Menjadi pemuda-pemuda dan pemudi-pemudi yang bertingkah laku sebagai seorang
manusia yang normal, sebagai seorang manusia yang tidak mengingkari eksistensi
hidupnya sebagai seorang mahasiswa, sebagai seorang pemuda dan sebagai seorang
manusia.
Lalu, apa
yang harus ditulis oleh persma? Tentu saja yang pertama kita lihat kondisi di sekitar
kita kawan. Banyak orang-orang yang sebenarnya ingin memberontak dengan
keadaanya karena terus didera ketidakadilan. Itu adalah tugas dari mahasiswa
untuk menyuarakan. Bahkan kadang ada yang sebenarnya ia dijajah oleh
ketidakadilan tapi tidak sadar. Karena hegemoni membuatnya begitu.
Menulis
bukan untuk gaya-gayaan dan bukan juga unjuk kepintaran, lebih dari itu,
menulis adalah usaha perjuangan. Saya bagian dari orang-orang yang percaya
bahwa sebuah tulisan dapat mempengaruhi seseorang. Tentu kita masih ingat
Pramoedya Ananta Toer dengan Tetralogi Pulau Buru. Tulisan-tulisannya dapat
mempengaruhi pembacanya, tak heran jika orde baru membakar buku-bukunya dan
melarang terbit.

**Catatan yang Diberikan**
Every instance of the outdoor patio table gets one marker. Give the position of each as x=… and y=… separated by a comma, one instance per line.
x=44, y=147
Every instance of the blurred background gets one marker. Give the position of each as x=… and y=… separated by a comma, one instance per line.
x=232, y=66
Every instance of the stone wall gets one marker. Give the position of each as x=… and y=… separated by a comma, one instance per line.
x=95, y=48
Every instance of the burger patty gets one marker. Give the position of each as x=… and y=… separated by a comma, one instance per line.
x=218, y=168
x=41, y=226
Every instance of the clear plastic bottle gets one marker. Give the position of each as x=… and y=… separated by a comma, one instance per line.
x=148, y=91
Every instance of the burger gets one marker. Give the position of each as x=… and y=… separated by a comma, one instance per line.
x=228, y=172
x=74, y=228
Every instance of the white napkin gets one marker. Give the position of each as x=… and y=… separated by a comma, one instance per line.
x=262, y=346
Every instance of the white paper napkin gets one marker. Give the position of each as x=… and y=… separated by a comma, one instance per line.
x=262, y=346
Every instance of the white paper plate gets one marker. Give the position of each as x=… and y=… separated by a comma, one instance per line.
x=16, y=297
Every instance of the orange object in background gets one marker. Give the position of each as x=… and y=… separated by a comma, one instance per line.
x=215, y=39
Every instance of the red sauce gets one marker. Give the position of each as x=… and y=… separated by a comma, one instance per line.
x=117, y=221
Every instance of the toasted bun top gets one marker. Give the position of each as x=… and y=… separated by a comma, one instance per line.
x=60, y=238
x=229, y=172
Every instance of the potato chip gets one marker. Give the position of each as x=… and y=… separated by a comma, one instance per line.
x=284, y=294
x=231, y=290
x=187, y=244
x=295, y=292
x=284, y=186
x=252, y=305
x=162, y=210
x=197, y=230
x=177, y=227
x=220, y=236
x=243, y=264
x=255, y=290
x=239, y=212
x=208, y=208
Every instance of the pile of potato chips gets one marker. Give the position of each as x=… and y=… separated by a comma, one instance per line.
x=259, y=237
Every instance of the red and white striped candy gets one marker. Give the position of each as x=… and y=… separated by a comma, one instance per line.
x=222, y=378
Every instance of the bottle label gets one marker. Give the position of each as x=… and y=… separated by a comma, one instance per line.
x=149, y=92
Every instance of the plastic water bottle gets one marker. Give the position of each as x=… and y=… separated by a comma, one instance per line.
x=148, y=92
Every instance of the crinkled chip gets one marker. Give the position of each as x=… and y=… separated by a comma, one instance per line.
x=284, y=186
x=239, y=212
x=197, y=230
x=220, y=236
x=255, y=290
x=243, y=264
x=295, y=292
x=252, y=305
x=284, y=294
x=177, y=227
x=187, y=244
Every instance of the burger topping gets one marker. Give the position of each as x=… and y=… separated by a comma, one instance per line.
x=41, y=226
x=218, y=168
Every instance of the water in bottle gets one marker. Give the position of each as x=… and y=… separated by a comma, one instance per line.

**Tantangan**
Salin kembali bagian teks yang dimulai dari "Menjadi pemuda-pemuda dan" dan berakhir pada "hegemoni membuatnya begitu.", lalu tukar "ketidakadilan" dengan "kesewenang-wenangan". Catatan tersebut tidak berkaitan dengan teks.

**Jawaban Latihan**
Menjadi pemuda-pemuda dan pemudi-pemudi yang bertingkah laku sebagai seorang
manusia yang normal, sebagai seorang manusia yang tidak mengingkari eksistensi
hidupnya sebagai seorang mahasiswa, sebagai seorang pemuda dan sebagai seorang
manusia.
Lalu, apa
yang harus ditulis oleh persma? Tentu saja yang pertama kita lihat kondisi di sekitar
kita kawan. Banyak orang-orang yang sebenarnya ingin memberontak dengan
keadaanya karena terus didera kesewenang-wenangan. Itu adalah tugas dari mahasiswa
untuk menyuarakan. Bahkan kadang ada yang sebenarnya ia dijajah oleh
kesewenang-wenangan tapi tidak sadar. Karena hegemoni membuatnya begitu.